* Start DATASET ROWS *
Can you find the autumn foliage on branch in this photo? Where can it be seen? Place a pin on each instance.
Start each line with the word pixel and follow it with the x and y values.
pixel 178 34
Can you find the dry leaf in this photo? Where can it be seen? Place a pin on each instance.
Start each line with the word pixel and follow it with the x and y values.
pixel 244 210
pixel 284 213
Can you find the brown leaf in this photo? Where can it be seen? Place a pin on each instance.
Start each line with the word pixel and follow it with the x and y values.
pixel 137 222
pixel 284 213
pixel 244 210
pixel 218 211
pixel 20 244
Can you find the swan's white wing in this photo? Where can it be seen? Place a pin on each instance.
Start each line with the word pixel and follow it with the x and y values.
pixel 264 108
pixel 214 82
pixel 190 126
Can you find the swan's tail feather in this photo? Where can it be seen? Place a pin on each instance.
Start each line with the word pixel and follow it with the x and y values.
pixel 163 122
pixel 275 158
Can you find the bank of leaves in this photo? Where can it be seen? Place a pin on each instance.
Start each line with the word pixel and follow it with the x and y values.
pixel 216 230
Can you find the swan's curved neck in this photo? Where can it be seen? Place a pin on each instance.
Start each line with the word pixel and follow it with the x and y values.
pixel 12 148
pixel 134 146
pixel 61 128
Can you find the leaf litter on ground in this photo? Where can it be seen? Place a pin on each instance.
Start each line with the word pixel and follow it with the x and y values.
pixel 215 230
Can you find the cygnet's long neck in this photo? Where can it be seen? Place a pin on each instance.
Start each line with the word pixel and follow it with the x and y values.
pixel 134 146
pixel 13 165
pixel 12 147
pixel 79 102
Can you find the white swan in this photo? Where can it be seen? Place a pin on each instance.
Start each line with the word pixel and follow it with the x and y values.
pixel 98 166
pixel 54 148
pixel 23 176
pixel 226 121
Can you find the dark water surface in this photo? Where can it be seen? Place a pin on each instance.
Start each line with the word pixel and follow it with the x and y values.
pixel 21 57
* End DATASET ROWS *
**WHAT TO PRODUCE:**
Rewrite all the rows above, switching every "pin" to "marker" and leaving everything else unchanged.

**THE SOLUTION:**
Can you find the autumn foliage on branch in this photo? Where can it be seen? Place a marker on each instance.
Start each line with the word pixel and follow it with the x and y values.
pixel 178 34
Can you find the dry leaf in this photo? Where can it be seen? Place a marker on each instance.
Start each line with the word pixel and follow it with the x and y values.
pixel 244 210
pixel 284 213
Can you find the brown leaf in this photo? Where can it be seen? Place a marker on each instance.
Start each line with the word pixel and follow it with the x and y values.
pixel 137 222
pixel 284 213
pixel 244 210
pixel 218 211
pixel 20 244
Can you find the swan's white wing in this photo? Where can it be seen? Place a marker on each instance.
Start each line with the word pixel and follow it with the x and y values.
pixel 264 108
pixel 214 82
pixel 190 126
Can you find the swan's tail feather in this photo? Where can it be seen? Place a marker on each instance.
Start each line with the word pixel and follow it with the x and y values.
pixel 163 122
pixel 275 158
Can you find the bank of leaves in this photo? Where can it be seen? Place a marker on each instance.
Start each line with the word pixel and follow it with the x and y values.
pixel 216 230
Can you find the swan's curved neck in this photo? Where can it be seen? Place a marker on each instance.
Start each line with the word pixel and follow it with the x and y values.
pixel 12 148
pixel 134 146
pixel 61 128
Can you find the leaf litter on ground in this photo? Where can it be seen? Place a marker on each instance.
Start each line with the word pixel and follow it with the x and y values.
pixel 215 230
Can you find the cygnet's long neck in this photo? Where can it be seen? Place a marker on each instance.
Start each line with the word pixel and follow it with the x and y values.
pixel 134 146
pixel 13 165
pixel 12 147
pixel 79 102
Can you find the white swan in this photo? Where can it be seen? Place a marker on each instance.
Start each line with the word pixel and follow it with the x and y values.
pixel 98 166
pixel 54 148
pixel 23 176
pixel 226 121
Can you find the dark water surface in this photo? Where can it be seen? Place a marker on each instance.
Start each line with the word pixel and follow it with the x and y values.
pixel 21 57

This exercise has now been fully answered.